+++ Data for this exercise

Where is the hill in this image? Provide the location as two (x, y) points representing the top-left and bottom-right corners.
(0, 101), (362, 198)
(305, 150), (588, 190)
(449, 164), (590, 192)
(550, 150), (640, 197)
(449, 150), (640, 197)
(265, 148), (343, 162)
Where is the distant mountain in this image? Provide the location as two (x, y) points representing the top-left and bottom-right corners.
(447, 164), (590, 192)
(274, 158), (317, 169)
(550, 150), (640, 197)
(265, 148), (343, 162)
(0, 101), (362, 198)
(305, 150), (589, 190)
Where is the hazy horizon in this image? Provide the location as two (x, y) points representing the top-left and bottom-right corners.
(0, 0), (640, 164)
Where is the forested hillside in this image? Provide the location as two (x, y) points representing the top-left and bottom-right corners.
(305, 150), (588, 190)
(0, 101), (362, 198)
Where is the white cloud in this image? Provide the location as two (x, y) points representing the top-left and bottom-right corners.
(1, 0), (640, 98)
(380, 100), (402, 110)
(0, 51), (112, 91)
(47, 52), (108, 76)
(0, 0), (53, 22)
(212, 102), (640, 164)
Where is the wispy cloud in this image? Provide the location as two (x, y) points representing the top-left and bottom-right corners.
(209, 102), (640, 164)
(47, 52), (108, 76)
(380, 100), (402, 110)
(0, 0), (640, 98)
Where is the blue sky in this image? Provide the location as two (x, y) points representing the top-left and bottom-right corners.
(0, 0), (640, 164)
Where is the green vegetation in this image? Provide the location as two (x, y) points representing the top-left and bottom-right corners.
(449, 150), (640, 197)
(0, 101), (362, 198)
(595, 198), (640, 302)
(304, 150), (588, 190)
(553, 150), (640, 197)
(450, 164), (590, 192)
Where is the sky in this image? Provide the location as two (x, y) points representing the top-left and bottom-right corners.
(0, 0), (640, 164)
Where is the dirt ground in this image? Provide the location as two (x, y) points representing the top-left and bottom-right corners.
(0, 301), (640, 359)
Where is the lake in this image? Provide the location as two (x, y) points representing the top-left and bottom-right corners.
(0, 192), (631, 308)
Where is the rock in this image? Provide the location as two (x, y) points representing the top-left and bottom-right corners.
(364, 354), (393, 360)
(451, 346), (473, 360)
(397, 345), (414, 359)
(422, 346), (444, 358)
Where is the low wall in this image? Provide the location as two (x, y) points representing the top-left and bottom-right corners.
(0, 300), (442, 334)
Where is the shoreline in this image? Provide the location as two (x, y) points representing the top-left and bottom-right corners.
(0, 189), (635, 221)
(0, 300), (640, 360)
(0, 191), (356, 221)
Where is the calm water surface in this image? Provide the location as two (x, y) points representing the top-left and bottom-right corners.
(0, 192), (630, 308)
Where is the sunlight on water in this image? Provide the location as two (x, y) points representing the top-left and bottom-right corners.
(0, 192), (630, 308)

++++++

§ **Given request**:
Reproduce all of the records above word for word, line by line, with nothing changed.

§ **Output of the task**:
Where is the hill in this image? Provide the location as two (x, y) points representing the top-left and bottom-right corners.
(0, 101), (362, 198)
(305, 150), (588, 190)
(449, 164), (590, 192)
(550, 150), (640, 197)
(449, 150), (640, 197)
(265, 148), (343, 162)
Where is the distant mountain in this image? Provide the location as two (x, y) points representing the top-left and bottom-right corners.
(447, 164), (590, 192)
(274, 158), (317, 169)
(550, 150), (640, 197)
(265, 148), (343, 162)
(0, 101), (362, 198)
(305, 150), (589, 190)
Where is the hazy horizon in this image? Provide the location as two (x, y) points representing the top-left and bottom-right corners.
(0, 0), (640, 164)
Where is the forested hillside in this image? Provide the location as two (x, y) points representing the top-left and bottom-right corners.
(305, 150), (588, 190)
(0, 101), (362, 198)
Where is the white cloud in this image? Provide the location as two (x, y) points representing the top-left and bottom-right corners.
(1, 0), (640, 98)
(380, 100), (402, 110)
(0, 51), (112, 91)
(47, 52), (108, 76)
(0, 0), (53, 22)
(212, 102), (640, 164)
Where is the wispy cloud in this image? Provide the location as two (x, y) points representing the top-left and bottom-right corners.
(209, 102), (640, 164)
(47, 52), (108, 76)
(380, 100), (402, 110)
(0, 0), (640, 98)
Where is the blue sky in this image? Provide the location as two (x, y) points representing the top-left and bottom-right corners.
(0, 0), (640, 164)
Where is the green vegetation in this image? Provide the location as two (x, y) points representing the top-left and bottom-right corners.
(449, 150), (640, 197)
(0, 101), (362, 198)
(595, 198), (640, 302)
(304, 150), (588, 190)
(553, 150), (640, 197)
(450, 164), (590, 192)
Where is the sky in this image? Provide the location as two (x, y) points representing the top-left and bottom-right corners.
(0, 0), (640, 164)
Where is the dirt ground in this image? Provide the location as two (x, y) points representing the top-left and bottom-right corners.
(0, 301), (640, 359)
Where is the lake in this image? Provide the location as two (x, y) points representing the top-left and bottom-right corners.
(0, 192), (631, 308)
Where is the rock in this image? Provide the location as two (x, y) points representing the top-left and bottom-right corners.
(364, 354), (393, 360)
(451, 346), (473, 360)
(397, 345), (414, 359)
(422, 346), (444, 358)
Where is the low wall in this image? Provide the location as two (x, y) points representing the top-left and bottom-right corners.
(0, 300), (442, 334)
Where is the shoreline in this image? Provide the location as two (x, y) points representing the top-left and bottom-right corners.
(0, 189), (635, 221)
(0, 300), (640, 360)
(0, 191), (356, 221)
Where is the calm water surface in this image? Provide the location as two (x, y) points representing the top-left and bottom-right corners.
(0, 192), (630, 308)
Where is the sunlight on water in this image? Provide the location as two (x, y) points representing the top-left and bottom-right corners.
(0, 192), (630, 308)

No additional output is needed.